**SUPPLIED PASSAGE:**
=-=-=

In this sample, a TypeScript program is created from tsconfig parsing results.

Source File

Writing code is actually writing text, you understand it because you know the language, the semantics, the syntax, etc. But the computer doesn't understand it, it's just a text.

The compiler will take this text and transform it into something that can be utilised. This transformation is called parsing and its output is called Abstract Syntax Tree (AST).

A source file is a representation of a file in your project, it contains information about the file, such as its name, path, and contents.

The AST is a tree-like data structure and as any tree, it has a root node. The root node is Source File.

Abstract Syntax Tree (AST)

The code you write is essentially a text that isn't useful unless it can be parsed. That parsing process produces a tree data structure called AST, it contains a lot of information like the name, kind, and position of the node in the source code.

The AST is used by the compiler to understand the code and perform various operations on it. For example, the compiler uses the AST to perform type-checking.

The following code:

function IAmAwesome() {}

will be transformed into the following AST:

{ // -> Source File Node
  "kind": 308,
  "statements": [ // -> Node[]
    { // -> Function Declaration Node
      "kind": 259,
      "name": { // -> Identifier Node
        "kind": 79,
        "escapedText": "IAmAwesome"
      },
      "parameters": [], // Node[]
      "body": { // Block Node
        "kind": 238,
        "statements": []
      }
    }
  ]

AST For Function Declaration Node

A visual breakdown of a TypeScript Abstract Syntax Tree (AST), illustrating the hierarchical structure of nodes representing a source file with a simple function declaration. Each node is annotated with its role and kind, detailing the organization of code into an AST for compiler processing.

Node

In AST, the fundamental unit is called a Node.

Kind: A numeric value that represents the specific type or category of that node. For instance:

  • FunctionDeclaration has kind 259
  • Block has kind 238

These numbers are exported in an enum called SyntaxKind

The node object has more than just these properties but right now we're only interested in a few, nonetheless, two additional important properties you might want to know about are:

Parent: This property points to the node that is the parent of the current node in the AST.

Flags: These are binary attributes stored as flags in the node. They can tell you various properties of the node, such as whether it's a read-only field or it has certain modifiers.

Declaration

Remember the use case you're trying to solve? enforce one class per file. To do that, you need to check if more than one class is declared in the file.

A declaration is a node that declares something, it could be a variable, function, class, etc.

class Test {
  runner: string = 'jest';
}

In this example, we have two declarations:

  • Test -> ClassDeclaration
  • runner -> PropertyDeclaration

The key difference between a node and a declaration is that

  • A "Node" is a generic term that refers to any point in the AST, irrespective of what it represents in the source code.

=-=-=

**MATERIAL:**
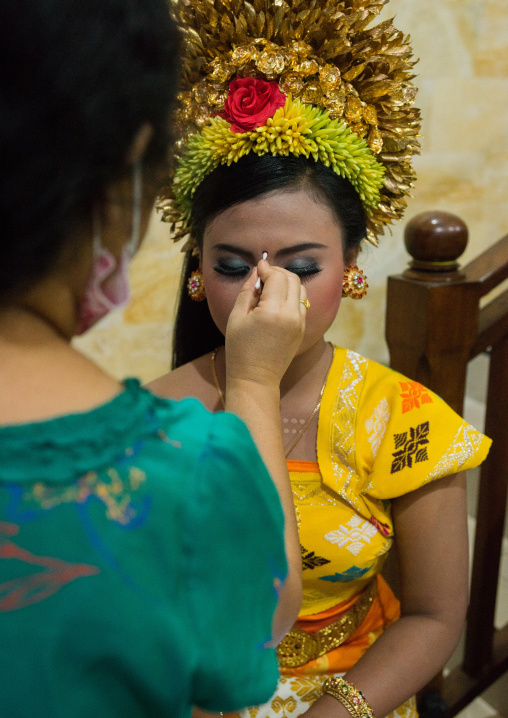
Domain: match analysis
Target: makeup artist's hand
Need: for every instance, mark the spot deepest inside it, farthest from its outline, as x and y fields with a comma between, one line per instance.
x=266, y=326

=-=-=

Carry on the passage about TypeScript syntax trees from the point where it stops. The material above stands apart from the passage on TypeScript syntax trees.

**RESPONSE TO THE EXERCISE:**
  • A "Declaration" is a specific type of node that has a semantic role in the program: it introduces a new identifier and provides information about it.

Creating a variable const a = 1; is like saying "Hey compiler, I'm creating VariableDeclaration node with name a and value 1"

Statement

A statement is a node that represents a statement in the source code. A statement is a piece of code that performs some action, for example, a variable declaration is a statement that declares a variable.

let a = 1;

In this example the variable declaration let a = 1; is a statement.

Expression

An expression is a node in the code that evaluates to a value. For example

let a = 1 + 2;

The part 1 + 2 is an expression, specifically a binary expression

Another example

const add = function addFn(a: number, b: number) {};

The function ... is an expression, specifically a function expression.

More advanced example

const first = 1,
  second = 2 + 3,
  third = whatIsThird();
  • The whole code is a VariableStatement node.
  • first = 1, second = 2 + 3 and third = whatIsThird() are a VariableDeclaration nodes.
  • first, second, and third are Identifier nodes.
  • 1, 2 + 3, and whatIsThird() are NumericLiteral, BinaryExpression, and CallExpression nodes respectively.

Variable List AST

A diagram illustrating a TypeScript AST segment for a variable statement. It depicts a structure with a variable statement node branching into a variable declaration list, which further separates into individual variable declarations. Each declaration showcases different kinds of assignments: a number literal, a binary expression, and a call expression.

Use Case: No Function Expression

Let's take another example to recap what you've learned so far. You're going to use the Typescript Compiler API to enforce no function expression.

  • Function Declaration:
function addFn(a: number, b: number) {
  return a + b;
}
  • Function Expression
let addFnExpression = function addFn(a: number, b: number) {
  return a + b;
};

You need to ensure only the first one is allowed.

type Transformer = (
  file: ts.SourceFile
) => ts.TransformerFactory<ts.SourceFile>;
const transformer: Transformer = file => {
  return function (context) {
    const visit: ts.Visitor = node => {
      if (ts.isVariableDeclaration(node)) {
        if (node.initializer && ts.isFunctionExpression(node.initializer)) {
          throw new Error(`
          No function expression allowed.
          Found function expression: ${node.name.getText(file)}
          File: ${file.fileName}
        `);
        }
      }

      // visit each child in this node (look at the visitor node parameter)
      return ts.visitEachChild(node, visit, context);
    };

    // visit each node in the file
    return node => ts.visitEachChild(node, visit, context);
  };
};

const files = program.getSourceFiles();

files
  .filter(file => !file.isDeclarationFile)
  .forEach(file =>
    ts.transform(file, [transformer(file)], program.getCompilerOptions())
  );

I know this isn't like the first example, but it's similar.

In the first use case, it was enough to loop over the first level nodes in the file, but in this use case, you need to loop over all nodes in the file, the nested ones as well.

The main logic is within the visit function, it checks if the node is a VariableDeclaration and whether its initializer is a FunctionExpression, and if so, then throws an error.

The looping over the files is the same but with a slight difference, you're using ts.transform API.

A few key terms that you need to know:

  • Transformer
  • Visitor
  • Context

Demo for this use case: To run this code, open the terminal at the bottom and run "npx ts-node ./use-cases/no-function-expression"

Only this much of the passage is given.